Return each line below holding the string "canopy".

Listed entries:
==========
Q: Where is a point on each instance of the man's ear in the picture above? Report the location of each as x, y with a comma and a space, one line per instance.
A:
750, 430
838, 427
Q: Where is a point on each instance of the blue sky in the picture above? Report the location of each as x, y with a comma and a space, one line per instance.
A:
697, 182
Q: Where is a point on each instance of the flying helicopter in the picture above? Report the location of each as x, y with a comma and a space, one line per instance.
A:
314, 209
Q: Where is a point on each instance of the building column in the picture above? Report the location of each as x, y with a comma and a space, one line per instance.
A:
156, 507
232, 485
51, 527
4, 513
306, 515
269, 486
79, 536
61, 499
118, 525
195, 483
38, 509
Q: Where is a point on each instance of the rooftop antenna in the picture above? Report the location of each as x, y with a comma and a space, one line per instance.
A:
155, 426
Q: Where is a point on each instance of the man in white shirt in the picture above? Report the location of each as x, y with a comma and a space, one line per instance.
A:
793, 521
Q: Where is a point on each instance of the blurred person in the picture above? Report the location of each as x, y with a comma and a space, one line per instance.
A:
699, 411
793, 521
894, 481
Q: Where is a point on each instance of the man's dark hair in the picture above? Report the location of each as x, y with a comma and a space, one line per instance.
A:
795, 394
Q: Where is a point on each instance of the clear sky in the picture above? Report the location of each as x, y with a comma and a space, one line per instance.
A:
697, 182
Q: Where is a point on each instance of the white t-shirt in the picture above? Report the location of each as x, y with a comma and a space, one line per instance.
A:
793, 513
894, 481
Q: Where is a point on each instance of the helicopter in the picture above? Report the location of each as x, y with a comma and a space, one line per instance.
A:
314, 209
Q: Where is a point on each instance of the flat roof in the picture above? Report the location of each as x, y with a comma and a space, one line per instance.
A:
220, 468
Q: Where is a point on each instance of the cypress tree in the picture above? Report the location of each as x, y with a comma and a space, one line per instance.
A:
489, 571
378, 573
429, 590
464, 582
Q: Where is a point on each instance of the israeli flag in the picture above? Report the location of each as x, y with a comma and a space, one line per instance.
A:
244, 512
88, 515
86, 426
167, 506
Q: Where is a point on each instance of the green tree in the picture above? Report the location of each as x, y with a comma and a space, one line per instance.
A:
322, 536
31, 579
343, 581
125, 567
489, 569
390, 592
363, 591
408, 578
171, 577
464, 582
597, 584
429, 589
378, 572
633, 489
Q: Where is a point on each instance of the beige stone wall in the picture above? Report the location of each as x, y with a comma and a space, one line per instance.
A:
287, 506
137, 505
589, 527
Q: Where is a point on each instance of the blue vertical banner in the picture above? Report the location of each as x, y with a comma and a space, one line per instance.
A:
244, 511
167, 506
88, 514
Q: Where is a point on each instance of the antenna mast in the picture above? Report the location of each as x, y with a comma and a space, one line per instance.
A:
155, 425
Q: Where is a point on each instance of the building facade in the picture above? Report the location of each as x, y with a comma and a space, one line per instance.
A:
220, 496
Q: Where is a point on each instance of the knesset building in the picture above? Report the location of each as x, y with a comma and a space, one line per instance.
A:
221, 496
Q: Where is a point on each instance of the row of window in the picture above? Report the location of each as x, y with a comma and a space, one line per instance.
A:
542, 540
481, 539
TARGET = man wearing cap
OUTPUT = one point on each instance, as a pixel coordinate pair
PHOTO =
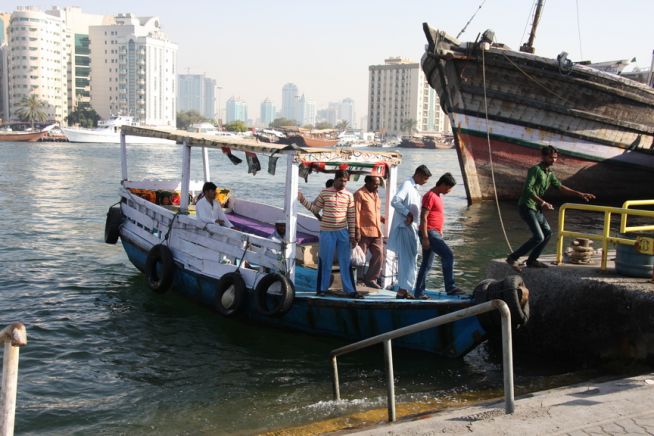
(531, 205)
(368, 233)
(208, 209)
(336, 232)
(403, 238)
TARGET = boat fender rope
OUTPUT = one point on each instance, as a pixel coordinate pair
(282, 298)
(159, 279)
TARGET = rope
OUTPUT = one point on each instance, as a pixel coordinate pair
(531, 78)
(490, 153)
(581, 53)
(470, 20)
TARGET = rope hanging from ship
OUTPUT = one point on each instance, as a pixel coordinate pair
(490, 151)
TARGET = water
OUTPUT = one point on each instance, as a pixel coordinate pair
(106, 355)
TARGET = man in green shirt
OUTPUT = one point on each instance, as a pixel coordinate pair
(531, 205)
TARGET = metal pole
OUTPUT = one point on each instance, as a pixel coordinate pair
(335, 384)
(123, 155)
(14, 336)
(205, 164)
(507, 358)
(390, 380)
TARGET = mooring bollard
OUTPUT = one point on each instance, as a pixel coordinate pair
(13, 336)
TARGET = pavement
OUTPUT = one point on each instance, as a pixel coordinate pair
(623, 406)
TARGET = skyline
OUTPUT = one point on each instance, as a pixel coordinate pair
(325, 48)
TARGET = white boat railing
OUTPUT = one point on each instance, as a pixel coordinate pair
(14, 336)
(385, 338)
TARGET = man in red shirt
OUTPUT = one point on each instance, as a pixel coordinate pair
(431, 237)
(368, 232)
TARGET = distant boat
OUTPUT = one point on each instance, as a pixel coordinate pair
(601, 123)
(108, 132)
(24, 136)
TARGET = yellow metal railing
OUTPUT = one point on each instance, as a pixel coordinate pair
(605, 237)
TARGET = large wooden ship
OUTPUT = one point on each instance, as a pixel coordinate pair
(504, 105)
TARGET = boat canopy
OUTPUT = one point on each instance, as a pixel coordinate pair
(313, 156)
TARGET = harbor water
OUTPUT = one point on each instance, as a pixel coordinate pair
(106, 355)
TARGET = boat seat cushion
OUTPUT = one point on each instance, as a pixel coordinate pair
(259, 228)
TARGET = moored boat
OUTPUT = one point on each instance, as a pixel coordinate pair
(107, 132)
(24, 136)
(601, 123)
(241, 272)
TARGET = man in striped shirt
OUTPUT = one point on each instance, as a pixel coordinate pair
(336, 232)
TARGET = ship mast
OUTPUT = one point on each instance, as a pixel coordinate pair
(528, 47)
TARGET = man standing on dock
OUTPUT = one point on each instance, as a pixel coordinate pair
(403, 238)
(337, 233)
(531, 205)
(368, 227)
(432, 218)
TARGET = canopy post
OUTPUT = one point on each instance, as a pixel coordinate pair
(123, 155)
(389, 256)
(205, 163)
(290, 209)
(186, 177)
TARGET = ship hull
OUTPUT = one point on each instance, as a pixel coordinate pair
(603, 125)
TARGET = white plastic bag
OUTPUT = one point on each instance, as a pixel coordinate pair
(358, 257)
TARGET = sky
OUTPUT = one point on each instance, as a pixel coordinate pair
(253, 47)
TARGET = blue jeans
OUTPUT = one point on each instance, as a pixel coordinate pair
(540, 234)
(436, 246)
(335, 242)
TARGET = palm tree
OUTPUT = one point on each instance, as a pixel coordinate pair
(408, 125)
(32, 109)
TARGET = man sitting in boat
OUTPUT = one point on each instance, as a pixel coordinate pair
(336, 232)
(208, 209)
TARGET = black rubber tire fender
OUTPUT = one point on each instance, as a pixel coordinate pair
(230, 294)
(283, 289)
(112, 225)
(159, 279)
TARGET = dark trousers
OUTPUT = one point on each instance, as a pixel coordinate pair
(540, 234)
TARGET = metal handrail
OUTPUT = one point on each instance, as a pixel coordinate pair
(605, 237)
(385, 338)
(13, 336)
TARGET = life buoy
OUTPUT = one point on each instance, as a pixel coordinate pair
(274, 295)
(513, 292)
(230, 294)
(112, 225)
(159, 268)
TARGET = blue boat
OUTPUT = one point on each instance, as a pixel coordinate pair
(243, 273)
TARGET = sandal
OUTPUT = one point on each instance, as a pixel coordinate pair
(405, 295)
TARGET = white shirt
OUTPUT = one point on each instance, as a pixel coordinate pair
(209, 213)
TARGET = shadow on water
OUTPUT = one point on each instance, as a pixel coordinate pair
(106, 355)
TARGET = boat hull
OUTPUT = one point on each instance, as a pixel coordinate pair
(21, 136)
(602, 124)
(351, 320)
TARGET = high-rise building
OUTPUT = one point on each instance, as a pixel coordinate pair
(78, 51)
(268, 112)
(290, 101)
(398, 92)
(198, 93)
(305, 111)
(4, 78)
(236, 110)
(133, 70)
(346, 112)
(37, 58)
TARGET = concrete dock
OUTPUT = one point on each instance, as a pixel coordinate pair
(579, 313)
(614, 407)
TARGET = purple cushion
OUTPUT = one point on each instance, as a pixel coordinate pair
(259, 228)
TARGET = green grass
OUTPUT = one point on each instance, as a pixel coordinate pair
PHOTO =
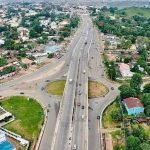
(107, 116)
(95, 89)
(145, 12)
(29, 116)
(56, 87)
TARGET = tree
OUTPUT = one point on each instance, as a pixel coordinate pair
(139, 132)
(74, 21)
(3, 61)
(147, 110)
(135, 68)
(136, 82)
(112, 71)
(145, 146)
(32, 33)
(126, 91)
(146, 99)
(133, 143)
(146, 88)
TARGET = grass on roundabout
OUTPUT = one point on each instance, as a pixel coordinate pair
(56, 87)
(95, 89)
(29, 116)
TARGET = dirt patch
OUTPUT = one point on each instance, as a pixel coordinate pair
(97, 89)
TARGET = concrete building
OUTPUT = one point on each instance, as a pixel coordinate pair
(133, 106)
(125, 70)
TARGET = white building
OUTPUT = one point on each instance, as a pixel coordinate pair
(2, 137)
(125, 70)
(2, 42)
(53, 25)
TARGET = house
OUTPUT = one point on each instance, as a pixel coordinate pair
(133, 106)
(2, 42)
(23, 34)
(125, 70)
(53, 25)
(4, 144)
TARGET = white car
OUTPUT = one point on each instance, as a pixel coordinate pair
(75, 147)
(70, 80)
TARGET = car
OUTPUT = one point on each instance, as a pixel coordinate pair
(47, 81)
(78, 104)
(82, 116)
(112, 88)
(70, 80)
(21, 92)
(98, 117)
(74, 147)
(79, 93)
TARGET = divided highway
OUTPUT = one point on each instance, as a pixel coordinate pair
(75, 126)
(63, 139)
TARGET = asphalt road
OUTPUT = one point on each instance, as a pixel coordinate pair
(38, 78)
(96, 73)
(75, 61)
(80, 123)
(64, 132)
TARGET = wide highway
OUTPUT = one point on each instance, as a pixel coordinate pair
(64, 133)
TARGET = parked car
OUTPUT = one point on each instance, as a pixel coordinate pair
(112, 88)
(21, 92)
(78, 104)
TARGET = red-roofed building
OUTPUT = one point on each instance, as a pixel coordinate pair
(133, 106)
==========
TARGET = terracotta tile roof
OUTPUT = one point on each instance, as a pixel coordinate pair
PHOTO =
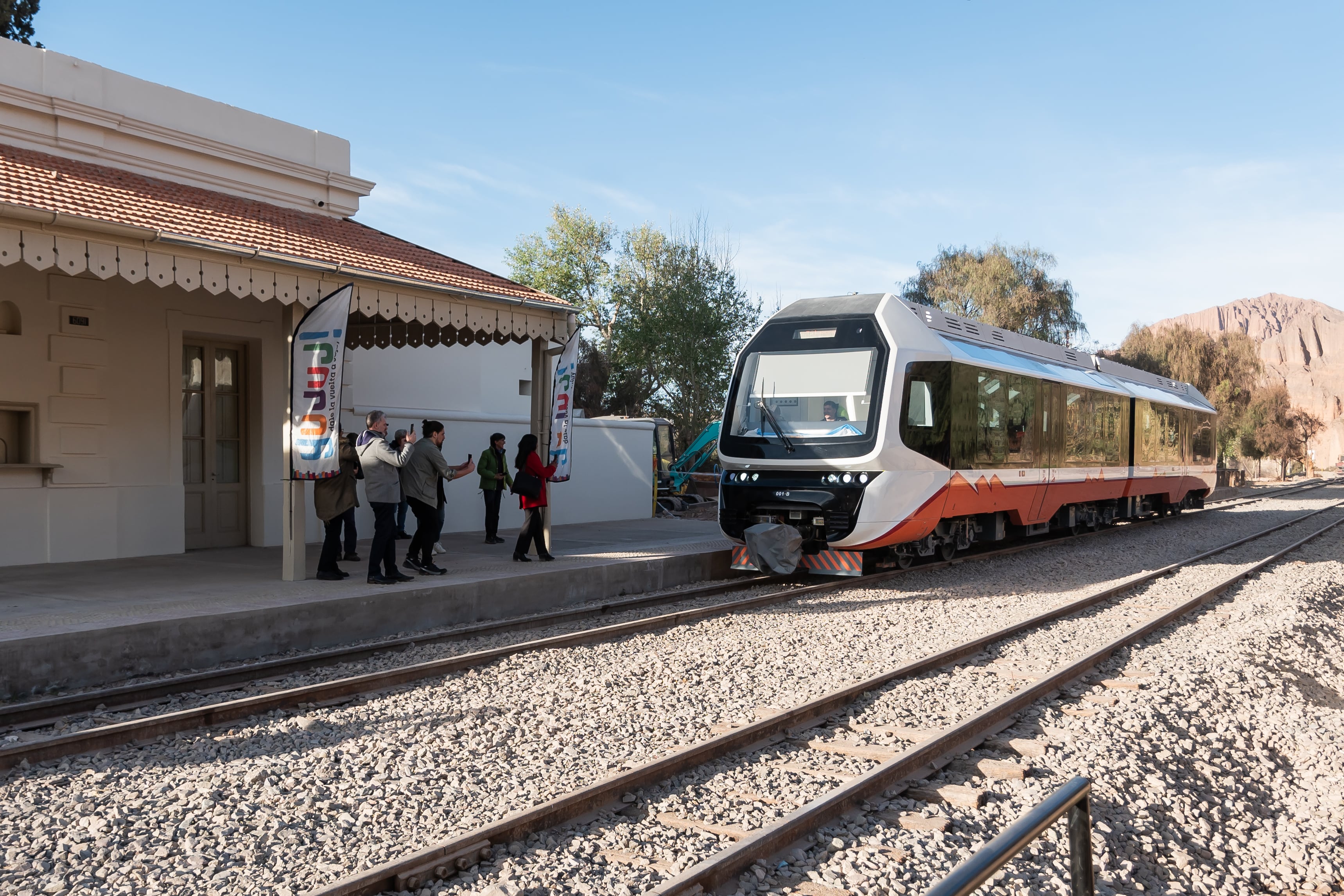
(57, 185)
==========
Solution:
TARGET = boat canopy
TARGET = canopy post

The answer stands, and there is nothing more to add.